• WRITTEN PROBLEM
Edit the entries from the start through the line containing "point(436, 80)" by replacing every "spot a pin" with "place a pin" and changing nothing else. Give back only those lines, and leave the pictures out.

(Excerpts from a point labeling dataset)
* Start *
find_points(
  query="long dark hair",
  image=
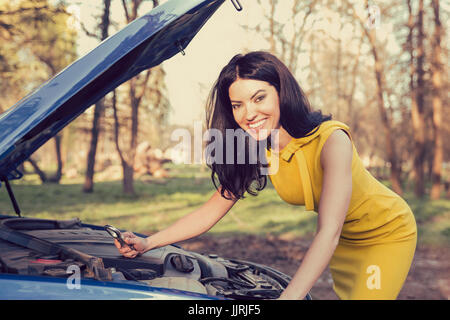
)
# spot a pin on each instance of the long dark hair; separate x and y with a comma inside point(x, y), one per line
point(296, 117)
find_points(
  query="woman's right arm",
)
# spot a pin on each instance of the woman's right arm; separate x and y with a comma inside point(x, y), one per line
point(189, 226)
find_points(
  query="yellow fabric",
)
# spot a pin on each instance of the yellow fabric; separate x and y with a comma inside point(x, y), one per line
point(379, 229)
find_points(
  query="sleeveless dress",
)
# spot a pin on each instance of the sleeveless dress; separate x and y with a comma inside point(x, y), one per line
point(379, 234)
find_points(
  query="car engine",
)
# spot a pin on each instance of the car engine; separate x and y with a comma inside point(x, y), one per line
point(166, 267)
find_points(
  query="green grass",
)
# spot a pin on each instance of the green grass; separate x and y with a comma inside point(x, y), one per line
point(159, 202)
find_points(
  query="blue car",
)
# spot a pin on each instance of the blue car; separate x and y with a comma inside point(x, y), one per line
point(68, 259)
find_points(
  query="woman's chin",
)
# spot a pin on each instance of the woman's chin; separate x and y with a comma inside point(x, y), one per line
point(258, 134)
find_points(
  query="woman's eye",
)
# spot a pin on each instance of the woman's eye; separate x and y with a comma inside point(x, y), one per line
point(260, 98)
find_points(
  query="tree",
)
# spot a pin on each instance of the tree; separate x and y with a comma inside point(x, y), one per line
point(33, 27)
point(98, 109)
point(436, 80)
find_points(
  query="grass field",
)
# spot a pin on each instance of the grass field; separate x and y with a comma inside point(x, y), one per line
point(159, 202)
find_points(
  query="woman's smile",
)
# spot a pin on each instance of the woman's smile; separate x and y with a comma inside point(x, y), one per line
point(255, 107)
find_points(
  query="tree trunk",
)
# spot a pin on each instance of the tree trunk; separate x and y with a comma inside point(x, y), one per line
point(98, 113)
point(418, 110)
point(395, 175)
point(437, 105)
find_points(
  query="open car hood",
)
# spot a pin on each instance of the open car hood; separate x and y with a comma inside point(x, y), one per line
point(142, 44)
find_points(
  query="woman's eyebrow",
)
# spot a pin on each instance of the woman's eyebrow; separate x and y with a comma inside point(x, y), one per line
point(252, 95)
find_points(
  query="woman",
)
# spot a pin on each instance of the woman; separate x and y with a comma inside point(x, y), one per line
point(365, 232)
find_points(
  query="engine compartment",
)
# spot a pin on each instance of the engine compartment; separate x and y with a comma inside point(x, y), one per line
point(166, 267)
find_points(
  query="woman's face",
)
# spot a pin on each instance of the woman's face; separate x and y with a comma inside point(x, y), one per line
point(255, 107)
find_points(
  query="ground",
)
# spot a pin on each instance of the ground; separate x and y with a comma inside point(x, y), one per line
point(428, 279)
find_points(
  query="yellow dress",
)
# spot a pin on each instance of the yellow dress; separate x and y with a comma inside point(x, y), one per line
point(379, 235)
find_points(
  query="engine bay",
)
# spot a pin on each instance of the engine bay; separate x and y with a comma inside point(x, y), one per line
point(165, 267)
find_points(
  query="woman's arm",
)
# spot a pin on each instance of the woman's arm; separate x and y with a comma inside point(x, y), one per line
point(194, 223)
point(189, 226)
point(336, 160)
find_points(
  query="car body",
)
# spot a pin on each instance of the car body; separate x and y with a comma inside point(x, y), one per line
point(55, 259)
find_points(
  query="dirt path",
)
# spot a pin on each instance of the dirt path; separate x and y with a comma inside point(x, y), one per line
point(428, 279)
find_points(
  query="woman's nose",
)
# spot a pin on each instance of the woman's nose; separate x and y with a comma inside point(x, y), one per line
point(252, 112)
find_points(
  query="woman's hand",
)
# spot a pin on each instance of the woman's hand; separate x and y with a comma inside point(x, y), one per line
point(139, 244)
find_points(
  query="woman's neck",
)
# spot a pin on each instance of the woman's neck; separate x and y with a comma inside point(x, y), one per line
point(283, 138)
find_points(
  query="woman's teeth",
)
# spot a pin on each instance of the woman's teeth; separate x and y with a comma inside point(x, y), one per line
point(256, 124)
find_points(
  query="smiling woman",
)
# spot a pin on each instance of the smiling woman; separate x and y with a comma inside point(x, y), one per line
point(365, 232)
point(256, 92)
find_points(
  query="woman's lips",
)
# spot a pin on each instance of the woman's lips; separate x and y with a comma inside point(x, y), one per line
point(257, 125)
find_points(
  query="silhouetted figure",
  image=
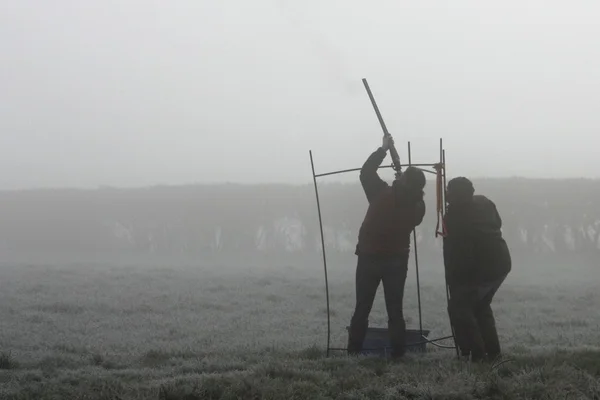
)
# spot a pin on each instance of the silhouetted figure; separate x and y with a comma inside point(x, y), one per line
point(384, 245)
point(477, 261)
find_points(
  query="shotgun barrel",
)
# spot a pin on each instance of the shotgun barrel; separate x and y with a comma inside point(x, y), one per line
point(393, 151)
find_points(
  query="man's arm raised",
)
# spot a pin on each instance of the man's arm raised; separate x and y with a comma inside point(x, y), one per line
point(369, 178)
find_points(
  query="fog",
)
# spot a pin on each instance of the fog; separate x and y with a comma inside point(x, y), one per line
point(134, 93)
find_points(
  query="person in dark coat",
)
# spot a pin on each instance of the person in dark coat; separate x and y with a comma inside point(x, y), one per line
point(383, 247)
point(477, 261)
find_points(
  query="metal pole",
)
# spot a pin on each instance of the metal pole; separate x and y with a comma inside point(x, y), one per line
point(416, 260)
point(312, 165)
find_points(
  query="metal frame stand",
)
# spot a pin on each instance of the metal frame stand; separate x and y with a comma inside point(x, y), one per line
point(441, 165)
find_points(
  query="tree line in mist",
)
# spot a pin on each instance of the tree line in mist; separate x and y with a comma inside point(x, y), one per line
point(540, 216)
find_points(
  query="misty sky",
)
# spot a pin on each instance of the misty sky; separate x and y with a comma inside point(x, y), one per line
point(141, 92)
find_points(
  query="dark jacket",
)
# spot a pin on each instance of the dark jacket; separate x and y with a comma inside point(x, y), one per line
point(474, 250)
point(393, 212)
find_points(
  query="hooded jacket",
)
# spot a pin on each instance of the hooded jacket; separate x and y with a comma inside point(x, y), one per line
point(393, 212)
point(474, 250)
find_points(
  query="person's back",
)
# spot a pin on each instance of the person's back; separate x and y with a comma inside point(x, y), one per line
point(383, 247)
point(479, 222)
point(477, 261)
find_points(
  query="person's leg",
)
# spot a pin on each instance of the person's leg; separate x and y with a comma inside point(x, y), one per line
point(394, 279)
point(468, 335)
point(485, 319)
point(367, 282)
point(460, 337)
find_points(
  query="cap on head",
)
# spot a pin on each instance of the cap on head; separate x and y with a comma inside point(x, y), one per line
point(459, 190)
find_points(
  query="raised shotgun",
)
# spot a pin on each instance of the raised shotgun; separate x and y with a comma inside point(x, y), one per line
point(393, 152)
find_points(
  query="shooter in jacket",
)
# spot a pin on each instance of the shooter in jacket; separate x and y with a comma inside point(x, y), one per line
point(384, 245)
point(477, 261)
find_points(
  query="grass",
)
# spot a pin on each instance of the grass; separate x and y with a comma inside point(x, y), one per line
point(105, 332)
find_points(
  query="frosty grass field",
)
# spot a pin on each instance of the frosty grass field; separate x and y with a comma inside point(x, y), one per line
point(118, 332)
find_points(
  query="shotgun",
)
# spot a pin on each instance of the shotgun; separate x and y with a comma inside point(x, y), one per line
point(395, 157)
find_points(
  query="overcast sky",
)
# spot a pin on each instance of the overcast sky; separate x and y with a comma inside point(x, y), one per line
point(141, 92)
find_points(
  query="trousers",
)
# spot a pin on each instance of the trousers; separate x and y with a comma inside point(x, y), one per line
point(370, 271)
point(474, 324)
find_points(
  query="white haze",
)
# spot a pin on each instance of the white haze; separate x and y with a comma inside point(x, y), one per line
point(132, 92)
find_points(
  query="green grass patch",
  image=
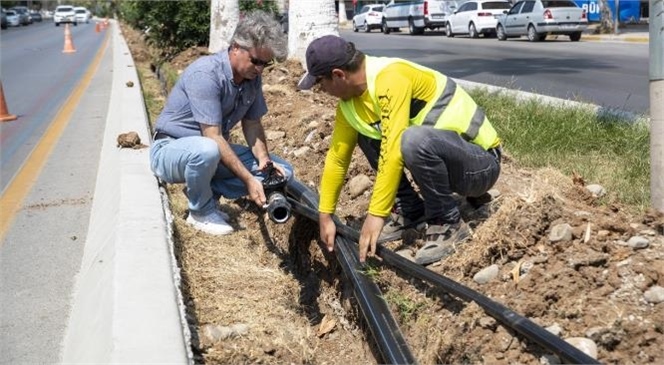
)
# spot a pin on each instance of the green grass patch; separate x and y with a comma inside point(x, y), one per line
point(606, 150)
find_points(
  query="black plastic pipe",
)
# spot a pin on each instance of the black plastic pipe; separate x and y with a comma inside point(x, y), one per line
point(518, 323)
point(385, 330)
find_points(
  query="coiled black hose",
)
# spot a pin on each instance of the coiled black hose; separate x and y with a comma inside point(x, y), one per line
point(531, 331)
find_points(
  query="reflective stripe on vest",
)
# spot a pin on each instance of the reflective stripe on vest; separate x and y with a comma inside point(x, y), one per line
point(450, 109)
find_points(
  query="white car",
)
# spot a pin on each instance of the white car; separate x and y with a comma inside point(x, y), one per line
point(370, 17)
point(476, 17)
point(538, 18)
point(64, 14)
point(82, 14)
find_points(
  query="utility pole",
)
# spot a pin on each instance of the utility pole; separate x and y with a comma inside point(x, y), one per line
point(657, 104)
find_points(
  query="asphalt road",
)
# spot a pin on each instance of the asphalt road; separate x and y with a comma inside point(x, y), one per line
point(49, 160)
point(613, 75)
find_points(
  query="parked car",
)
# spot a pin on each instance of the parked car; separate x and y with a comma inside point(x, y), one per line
point(283, 21)
point(12, 18)
point(3, 19)
point(476, 17)
point(36, 16)
point(23, 15)
point(82, 15)
point(369, 17)
point(416, 15)
point(64, 14)
point(538, 18)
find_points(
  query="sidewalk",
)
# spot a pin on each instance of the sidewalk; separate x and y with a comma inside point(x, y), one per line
point(635, 33)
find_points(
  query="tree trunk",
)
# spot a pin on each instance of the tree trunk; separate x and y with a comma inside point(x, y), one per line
point(224, 16)
point(342, 12)
point(606, 18)
point(308, 20)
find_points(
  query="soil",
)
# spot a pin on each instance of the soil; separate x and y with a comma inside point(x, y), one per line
point(268, 294)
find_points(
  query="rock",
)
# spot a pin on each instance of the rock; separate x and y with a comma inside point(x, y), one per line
point(596, 190)
point(301, 151)
point(310, 136)
point(560, 232)
point(274, 135)
point(358, 185)
point(555, 329)
point(586, 345)
point(487, 274)
point(635, 242)
point(550, 360)
point(654, 295)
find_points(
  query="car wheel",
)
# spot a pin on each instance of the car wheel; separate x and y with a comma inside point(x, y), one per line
point(532, 34)
point(575, 37)
point(472, 31)
point(500, 33)
point(448, 30)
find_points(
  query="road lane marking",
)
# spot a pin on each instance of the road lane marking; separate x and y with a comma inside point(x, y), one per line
point(25, 178)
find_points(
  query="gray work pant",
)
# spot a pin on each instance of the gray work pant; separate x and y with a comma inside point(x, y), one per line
point(441, 163)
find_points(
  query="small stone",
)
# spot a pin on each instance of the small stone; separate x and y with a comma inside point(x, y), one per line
point(301, 151)
point(635, 242)
point(487, 274)
point(596, 190)
point(585, 345)
point(560, 232)
point(654, 295)
point(274, 135)
point(550, 360)
point(555, 329)
point(358, 185)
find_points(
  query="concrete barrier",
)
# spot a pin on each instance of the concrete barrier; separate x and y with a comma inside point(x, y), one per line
point(127, 305)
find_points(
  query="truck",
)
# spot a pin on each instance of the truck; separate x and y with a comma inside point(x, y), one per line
point(417, 15)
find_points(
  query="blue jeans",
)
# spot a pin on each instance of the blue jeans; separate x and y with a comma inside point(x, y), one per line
point(195, 161)
point(443, 163)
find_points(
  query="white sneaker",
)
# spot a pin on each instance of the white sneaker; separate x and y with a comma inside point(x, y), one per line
point(212, 223)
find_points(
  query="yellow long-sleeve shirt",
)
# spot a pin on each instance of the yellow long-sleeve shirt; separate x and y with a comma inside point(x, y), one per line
point(402, 91)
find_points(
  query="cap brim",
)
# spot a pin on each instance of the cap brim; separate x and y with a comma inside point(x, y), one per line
point(306, 82)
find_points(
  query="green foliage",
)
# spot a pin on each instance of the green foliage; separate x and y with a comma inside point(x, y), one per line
point(269, 6)
point(171, 26)
point(603, 149)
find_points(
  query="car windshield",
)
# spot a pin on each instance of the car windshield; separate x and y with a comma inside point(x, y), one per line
point(558, 4)
point(496, 5)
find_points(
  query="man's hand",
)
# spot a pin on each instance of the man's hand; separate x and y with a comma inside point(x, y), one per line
point(256, 192)
point(371, 229)
point(327, 230)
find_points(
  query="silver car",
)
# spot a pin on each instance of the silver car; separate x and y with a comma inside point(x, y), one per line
point(538, 18)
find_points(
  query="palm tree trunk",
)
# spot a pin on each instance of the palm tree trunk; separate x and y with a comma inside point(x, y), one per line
point(308, 20)
point(224, 16)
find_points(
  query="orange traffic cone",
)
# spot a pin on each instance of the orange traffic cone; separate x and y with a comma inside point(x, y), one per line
* End *
• RESULT OF THIS TASK
find_points(
  query="long dark hair",
  image=
)
# place a pin on each instance of the long dark hair; separate x and y with a comma inside point(x, y), one per line
point(296, 117)
find_points(
  query="woman's right arm",
)
# place a pin on each instance of the woman's right arm; separate x and y with a comma inside point(x, y), one per line
point(189, 226)
find_points(
  query="yellow fabric",
)
# place a pin on each instance of the yellow fabric; separate x and y with a comma inside point(x, y), one per line
point(379, 229)
find_points(
  query="sleeveless dress",
)
# place a pin on each instance of the sleeveless dress; separate x and y with a comma inside point(x, y), one per line
point(379, 234)
find_points(
  query="car engine",
)
# place a pin on each instance of the car engine; separate x and y with a comma inside point(x, y), one per line
point(166, 267)
find_points(
  query="green grass",
)
# place a pin on each instance of the green grass; separate x and y with a comma inside point(x, y), one per line
point(159, 202)
find_points(
  query="blue car",
)
# place a pin on each instance of the blue car; separate x and y with a comma inside point(x, y), one per line
point(68, 259)
find_points(
  query="woman's chin",
)
# place a pin on each instance of the woman's chin; separate x and y with a comma inside point(x, y), one per line
point(258, 134)
find_points(
  query="woman's eye",
)
# place a pin on each instance of the woman's eye; separate x and y with a comma inside point(x, y), one per line
point(260, 98)
find_points(
  query="tree",
)
# place a pin on each instance of the tree; separate x and y with a comma inside point(x, y), one per line
point(33, 27)
point(98, 109)
point(436, 80)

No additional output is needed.